Referring expression pointing data:
Segment Open

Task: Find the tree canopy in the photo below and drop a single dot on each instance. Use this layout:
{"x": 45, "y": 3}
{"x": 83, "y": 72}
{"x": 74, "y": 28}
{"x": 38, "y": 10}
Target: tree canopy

Segment Closed

**Exercise requirements**. Using the data above, repeat every line exactly.

**Result for this exercise**.
Task: Find the tree canopy in the photo below and drop a single dot on each instance. Use this layout:
{"x": 45, "y": 3}
{"x": 83, "y": 72}
{"x": 74, "y": 28}
{"x": 38, "y": 10}
Target: tree canopy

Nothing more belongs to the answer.